Referring expression grounding data:
-----

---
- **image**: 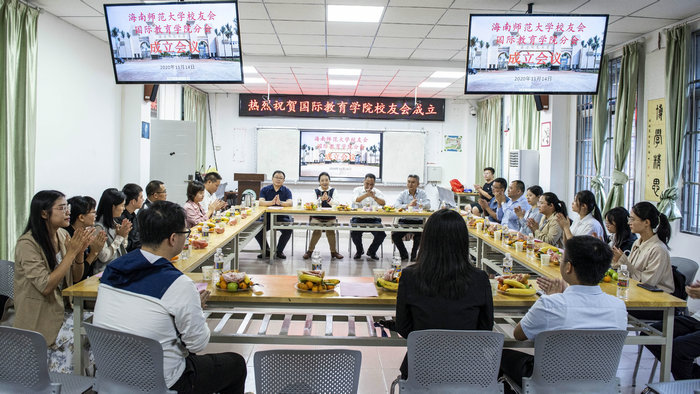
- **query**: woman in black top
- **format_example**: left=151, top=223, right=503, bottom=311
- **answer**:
left=396, top=209, right=494, bottom=378
left=605, top=207, right=637, bottom=252
left=303, top=172, right=343, bottom=260
left=65, top=196, right=107, bottom=281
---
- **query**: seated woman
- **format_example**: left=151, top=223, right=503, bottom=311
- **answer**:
left=14, top=190, right=94, bottom=373
left=66, top=195, right=107, bottom=281
left=303, top=172, right=343, bottom=260
left=525, top=192, right=567, bottom=248
left=184, top=180, right=222, bottom=228
left=514, top=185, right=543, bottom=236
left=605, top=207, right=637, bottom=253
left=556, top=190, right=606, bottom=242
left=612, top=201, right=673, bottom=293
left=94, top=188, right=131, bottom=273
left=395, top=209, right=493, bottom=379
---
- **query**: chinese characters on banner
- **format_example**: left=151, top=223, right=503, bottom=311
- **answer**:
left=239, top=94, right=445, bottom=121
left=126, top=10, right=216, bottom=54
left=645, top=98, right=666, bottom=202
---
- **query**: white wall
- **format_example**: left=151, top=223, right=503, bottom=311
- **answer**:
left=206, top=93, right=476, bottom=203
left=35, top=13, right=122, bottom=199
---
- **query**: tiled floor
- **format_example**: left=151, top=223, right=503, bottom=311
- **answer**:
left=0, top=231, right=674, bottom=393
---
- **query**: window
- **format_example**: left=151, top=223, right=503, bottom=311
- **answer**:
left=681, top=31, right=700, bottom=235
left=574, top=57, right=637, bottom=208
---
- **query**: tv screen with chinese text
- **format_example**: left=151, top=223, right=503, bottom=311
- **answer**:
left=299, top=130, right=383, bottom=182
left=104, top=1, right=243, bottom=84
left=465, top=14, right=608, bottom=94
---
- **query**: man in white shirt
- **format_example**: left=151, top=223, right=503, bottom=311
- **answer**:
left=93, top=201, right=246, bottom=393
left=200, top=172, right=226, bottom=214
left=498, top=180, right=531, bottom=230
left=351, top=173, right=386, bottom=260
left=391, top=174, right=430, bottom=261
left=500, top=236, right=628, bottom=390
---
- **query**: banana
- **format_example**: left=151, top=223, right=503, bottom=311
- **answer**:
left=324, top=279, right=340, bottom=285
left=503, top=279, right=527, bottom=289
left=538, top=246, right=559, bottom=253
left=505, top=287, right=537, bottom=295
left=377, top=278, right=399, bottom=290
left=299, top=274, right=323, bottom=283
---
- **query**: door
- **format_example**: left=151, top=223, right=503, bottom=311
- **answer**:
left=150, top=120, right=196, bottom=206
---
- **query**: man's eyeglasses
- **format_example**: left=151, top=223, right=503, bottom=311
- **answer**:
left=157, top=189, right=167, bottom=195
left=175, top=229, right=191, bottom=237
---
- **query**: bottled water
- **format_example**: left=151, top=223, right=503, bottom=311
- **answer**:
left=297, top=198, right=302, bottom=208
left=392, top=251, right=403, bottom=280
left=503, top=253, right=513, bottom=275
left=311, top=250, right=322, bottom=271
left=502, top=224, right=509, bottom=244
left=617, top=264, right=629, bottom=300
left=181, top=238, right=190, bottom=260
left=213, top=248, right=223, bottom=270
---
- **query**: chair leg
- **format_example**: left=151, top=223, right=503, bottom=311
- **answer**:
left=390, top=376, right=400, bottom=394
left=648, top=358, right=658, bottom=383
left=632, top=344, right=644, bottom=386
left=305, top=229, right=310, bottom=252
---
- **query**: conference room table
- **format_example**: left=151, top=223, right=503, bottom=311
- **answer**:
left=265, top=206, right=432, bottom=262
left=466, top=223, right=686, bottom=382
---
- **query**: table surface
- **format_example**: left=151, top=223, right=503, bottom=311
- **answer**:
left=266, top=206, right=433, bottom=218
left=455, top=192, right=480, bottom=196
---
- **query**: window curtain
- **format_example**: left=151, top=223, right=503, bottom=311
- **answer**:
left=0, top=0, right=39, bottom=260
left=183, top=85, right=207, bottom=170
left=658, top=25, right=690, bottom=220
left=475, top=96, right=502, bottom=181
left=509, top=95, right=540, bottom=150
left=591, top=54, right=609, bottom=210
left=604, top=43, right=639, bottom=213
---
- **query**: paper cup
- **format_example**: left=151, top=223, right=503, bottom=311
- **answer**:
left=202, top=266, right=214, bottom=281
left=476, top=222, right=484, bottom=232
left=515, top=242, right=524, bottom=252
left=540, top=254, right=551, bottom=266
left=494, top=230, right=502, bottom=241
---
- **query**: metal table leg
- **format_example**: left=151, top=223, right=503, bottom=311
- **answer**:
left=269, top=212, right=277, bottom=263
left=659, top=307, right=675, bottom=381
left=72, top=297, right=84, bottom=375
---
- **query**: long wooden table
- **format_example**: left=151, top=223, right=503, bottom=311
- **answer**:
left=467, top=224, right=686, bottom=382
left=266, top=207, right=433, bottom=261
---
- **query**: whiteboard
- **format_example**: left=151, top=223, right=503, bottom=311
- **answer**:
left=256, top=128, right=424, bottom=184
left=256, top=128, right=300, bottom=181
left=383, top=132, right=425, bottom=183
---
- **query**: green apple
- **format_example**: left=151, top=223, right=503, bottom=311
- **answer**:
left=611, top=272, right=618, bottom=281
left=227, top=282, right=239, bottom=291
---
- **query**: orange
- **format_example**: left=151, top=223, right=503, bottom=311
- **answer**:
left=239, top=283, right=247, bottom=290
left=306, top=281, right=314, bottom=289
left=603, top=275, right=612, bottom=283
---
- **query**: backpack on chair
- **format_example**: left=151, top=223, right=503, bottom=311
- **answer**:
left=449, top=179, right=464, bottom=193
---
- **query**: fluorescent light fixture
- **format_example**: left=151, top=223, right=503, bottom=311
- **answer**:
left=430, top=71, right=466, bottom=79
left=328, top=68, right=361, bottom=76
left=243, top=66, right=258, bottom=74
left=419, top=81, right=451, bottom=88
left=245, top=77, right=267, bottom=84
left=329, top=79, right=358, bottom=86
left=327, top=5, right=383, bottom=23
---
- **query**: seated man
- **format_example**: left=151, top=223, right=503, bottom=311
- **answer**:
left=498, top=180, right=530, bottom=230
left=391, top=174, right=430, bottom=262
left=142, top=180, right=167, bottom=209
left=477, top=177, right=508, bottom=222
left=471, top=167, right=495, bottom=215
left=500, top=236, right=627, bottom=391
left=645, top=281, right=700, bottom=380
left=351, top=173, right=386, bottom=260
left=93, top=201, right=246, bottom=393
left=201, top=171, right=227, bottom=214
left=256, top=170, right=293, bottom=259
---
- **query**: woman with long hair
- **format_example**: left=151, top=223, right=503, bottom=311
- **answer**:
left=66, top=195, right=107, bottom=280
left=556, top=190, right=606, bottom=242
left=14, top=190, right=94, bottom=372
left=94, top=188, right=132, bottom=273
left=395, top=209, right=493, bottom=379
left=605, top=207, right=637, bottom=253
left=612, top=202, right=673, bottom=293
left=526, top=192, right=567, bottom=248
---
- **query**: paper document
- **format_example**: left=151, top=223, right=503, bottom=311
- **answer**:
left=339, top=282, right=379, bottom=297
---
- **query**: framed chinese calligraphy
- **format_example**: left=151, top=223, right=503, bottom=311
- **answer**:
left=239, top=94, right=445, bottom=121
left=104, top=1, right=243, bottom=84
left=645, top=98, right=666, bottom=202
left=465, top=14, right=609, bottom=94
left=300, top=130, right=382, bottom=181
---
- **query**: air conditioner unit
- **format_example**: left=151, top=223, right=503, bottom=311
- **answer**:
left=508, top=150, right=539, bottom=187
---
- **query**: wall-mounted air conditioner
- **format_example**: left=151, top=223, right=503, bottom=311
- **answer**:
left=508, top=150, right=539, bottom=187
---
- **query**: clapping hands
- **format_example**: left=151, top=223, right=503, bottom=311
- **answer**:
left=115, top=218, right=133, bottom=238
left=536, top=277, right=567, bottom=295
left=66, top=227, right=95, bottom=257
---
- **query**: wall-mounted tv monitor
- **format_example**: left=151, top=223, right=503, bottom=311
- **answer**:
left=104, top=1, right=243, bottom=84
left=465, top=14, right=608, bottom=94
left=299, top=130, right=383, bottom=182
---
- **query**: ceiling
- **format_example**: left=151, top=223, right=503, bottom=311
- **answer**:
left=29, top=0, right=700, bottom=98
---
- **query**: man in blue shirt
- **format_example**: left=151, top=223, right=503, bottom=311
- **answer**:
left=391, top=174, right=430, bottom=261
left=498, top=180, right=531, bottom=230
left=499, top=236, right=628, bottom=391
left=256, top=170, right=293, bottom=259
left=478, top=178, right=508, bottom=222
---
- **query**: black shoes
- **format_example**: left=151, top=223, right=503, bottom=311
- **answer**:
left=275, top=251, right=286, bottom=259
left=257, top=251, right=271, bottom=259
left=367, top=253, right=380, bottom=260
left=353, top=251, right=364, bottom=260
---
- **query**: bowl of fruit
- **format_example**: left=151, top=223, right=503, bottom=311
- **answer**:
left=496, top=274, right=536, bottom=296
left=382, top=206, right=396, bottom=212
left=336, top=204, right=352, bottom=211
left=601, top=268, right=618, bottom=283
left=216, top=271, right=254, bottom=292
left=303, top=202, right=318, bottom=211
left=534, top=246, right=562, bottom=265
left=296, top=270, right=339, bottom=292
left=376, top=269, right=400, bottom=291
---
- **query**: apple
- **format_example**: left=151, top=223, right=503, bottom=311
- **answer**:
left=227, top=282, right=238, bottom=291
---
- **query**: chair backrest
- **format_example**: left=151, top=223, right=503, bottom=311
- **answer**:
left=84, top=323, right=175, bottom=394
left=671, top=257, right=699, bottom=286
left=0, top=326, right=60, bottom=394
left=0, top=260, right=14, bottom=299
left=524, top=329, right=627, bottom=394
left=254, top=349, right=361, bottom=394
left=402, top=330, right=504, bottom=393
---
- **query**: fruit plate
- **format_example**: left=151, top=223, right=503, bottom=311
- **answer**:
left=496, top=289, right=537, bottom=297
left=376, top=283, right=398, bottom=292
left=295, top=283, right=338, bottom=293
left=219, top=286, right=252, bottom=293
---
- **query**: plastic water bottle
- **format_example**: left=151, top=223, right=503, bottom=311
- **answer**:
left=202, top=224, right=210, bottom=240
left=392, top=251, right=403, bottom=280
left=617, top=264, right=629, bottom=300
left=214, top=248, right=224, bottom=270
left=502, top=224, right=509, bottom=244
left=503, top=253, right=513, bottom=275
left=297, top=197, right=302, bottom=208
left=181, top=238, right=190, bottom=260
left=311, top=250, right=322, bottom=271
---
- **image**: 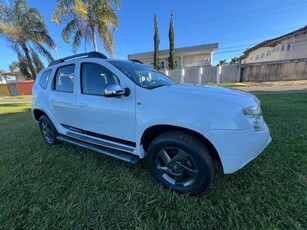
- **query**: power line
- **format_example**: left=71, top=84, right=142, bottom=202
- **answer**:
left=116, top=0, right=307, bottom=41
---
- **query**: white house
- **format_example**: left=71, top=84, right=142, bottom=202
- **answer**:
left=241, top=25, right=307, bottom=64
left=128, top=43, right=218, bottom=69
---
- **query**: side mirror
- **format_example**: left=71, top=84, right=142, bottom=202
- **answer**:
left=104, top=84, right=129, bottom=97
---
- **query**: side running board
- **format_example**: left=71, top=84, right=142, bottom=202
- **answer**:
left=57, top=135, right=140, bottom=165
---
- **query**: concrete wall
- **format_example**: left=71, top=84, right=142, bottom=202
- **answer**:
left=0, top=81, right=34, bottom=96
left=0, top=84, right=11, bottom=96
left=241, top=58, right=307, bottom=82
left=220, top=65, right=240, bottom=82
left=202, top=66, right=217, bottom=84
left=164, top=65, right=240, bottom=84
left=16, top=81, right=34, bottom=95
left=167, top=69, right=181, bottom=83
left=184, top=68, right=199, bottom=84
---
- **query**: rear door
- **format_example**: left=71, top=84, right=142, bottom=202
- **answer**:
left=48, top=64, right=81, bottom=129
left=77, top=60, right=136, bottom=144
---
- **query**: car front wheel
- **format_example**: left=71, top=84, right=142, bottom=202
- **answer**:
left=147, top=131, right=214, bottom=196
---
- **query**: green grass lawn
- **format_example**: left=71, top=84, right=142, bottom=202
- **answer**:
left=0, top=94, right=306, bottom=229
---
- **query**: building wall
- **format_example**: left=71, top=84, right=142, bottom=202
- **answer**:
left=16, top=81, right=34, bottom=95
left=0, top=84, right=10, bottom=96
left=242, top=33, right=307, bottom=64
left=241, top=58, right=307, bottom=82
left=132, top=52, right=212, bottom=70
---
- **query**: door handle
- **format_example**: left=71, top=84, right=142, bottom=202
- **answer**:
left=79, top=103, right=88, bottom=108
left=50, top=98, right=57, bottom=104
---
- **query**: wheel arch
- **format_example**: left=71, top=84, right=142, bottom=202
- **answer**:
left=33, top=109, right=47, bottom=122
left=141, top=125, right=222, bottom=165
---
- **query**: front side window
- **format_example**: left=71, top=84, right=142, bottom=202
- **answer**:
left=39, top=69, right=52, bottom=89
left=109, top=61, right=174, bottom=89
left=81, top=63, right=119, bottom=96
left=54, top=65, right=75, bottom=93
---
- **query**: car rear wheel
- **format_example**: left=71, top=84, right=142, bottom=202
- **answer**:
left=147, top=131, right=214, bottom=196
left=39, top=115, right=60, bottom=145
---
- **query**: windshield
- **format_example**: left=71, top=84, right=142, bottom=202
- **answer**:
left=109, top=60, right=174, bottom=89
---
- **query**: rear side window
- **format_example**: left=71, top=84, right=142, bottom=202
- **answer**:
left=81, top=63, right=119, bottom=96
left=39, top=70, right=52, bottom=89
left=54, top=65, right=75, bottom=93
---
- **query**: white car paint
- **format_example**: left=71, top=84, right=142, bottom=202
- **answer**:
left=32, top=58, right=271, bottom=175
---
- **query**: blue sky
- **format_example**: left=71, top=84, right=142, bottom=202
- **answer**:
left=0, top=0, right=306, bottom=70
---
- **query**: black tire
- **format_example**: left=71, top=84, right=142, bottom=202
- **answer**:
left=147, top=131, right=214, bottom=196
left=39, top=115, right=60, bottom=145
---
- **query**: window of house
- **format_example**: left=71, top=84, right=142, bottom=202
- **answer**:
left=249, top=57, right=253, bottom=61
left=54, top=65, right=75, bottom=93
left=287, top=43, right=292, bottom=51
left=256, top=55, right=259, bottom=60
left=260, top=53, right=265, bottom=59
left=39, top=69, right=52, bottom=89
left=266, top=50, right=272, bottom=57
left=277, top=46, right=280, bottom=52
left=159, top=61, right=165, bottom=69
left=281, top=44, right=285, bottom=52
left=81, top=63, right=119, bottom=96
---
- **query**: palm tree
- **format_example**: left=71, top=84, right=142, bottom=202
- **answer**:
left=229, top=57, right=240, bottom=64
left=52, top=0, right=120, bottom=57
left=0, top=0, right=55, bottom=79
left=0, top=69, right=6, bottom=83
left=217, top=60, right=228, bottom=66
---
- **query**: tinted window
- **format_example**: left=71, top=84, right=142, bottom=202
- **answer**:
left=54, top=65, right=75, bottom=93
left=39, top=69, right=52, bottom=89
left=109, top=61, right=174, bottom=89
left=81, top=63, right=119, bottom=96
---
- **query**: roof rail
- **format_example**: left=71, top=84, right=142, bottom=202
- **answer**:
left=48, top=52, right=108, bottom=67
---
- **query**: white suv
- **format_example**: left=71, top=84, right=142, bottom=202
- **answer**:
left=32, top=52, right=271, bottom=195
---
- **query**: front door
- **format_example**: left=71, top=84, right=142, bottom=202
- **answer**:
left=77, top=62, right=136, bottom=145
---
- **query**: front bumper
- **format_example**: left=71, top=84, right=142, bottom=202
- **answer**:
left=205, top=123, right=272, bottom=174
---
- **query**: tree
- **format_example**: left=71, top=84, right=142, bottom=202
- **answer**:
left=0, top=0, right=55, bottom=79
left=0, top=69, right=6, bottom=83
left=168, top=11, right=176, bottom=70
left=153, top=14, right=160, bottom=70
left=217, top=60, right=228, bottom=66
left=52, top=0, right=120, bottom=57
left=9, top=57, right=44, bottom=80
left=230, top=57, right=240, bottom=64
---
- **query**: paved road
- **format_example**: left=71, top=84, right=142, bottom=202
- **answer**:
left=234, top=84, right=307, bottom=94
left=0, top=97, right=32, bottom=104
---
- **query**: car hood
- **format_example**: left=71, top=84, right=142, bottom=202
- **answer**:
left=162, top=84, right=259, bottom=107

-----

Work to complete: Starting from the data above, filter for lines with "wheel" and copy each one.

Solution to this problem:
- **query**: car front wheel
- **query**: wheel arch
- **query**: car rear wheel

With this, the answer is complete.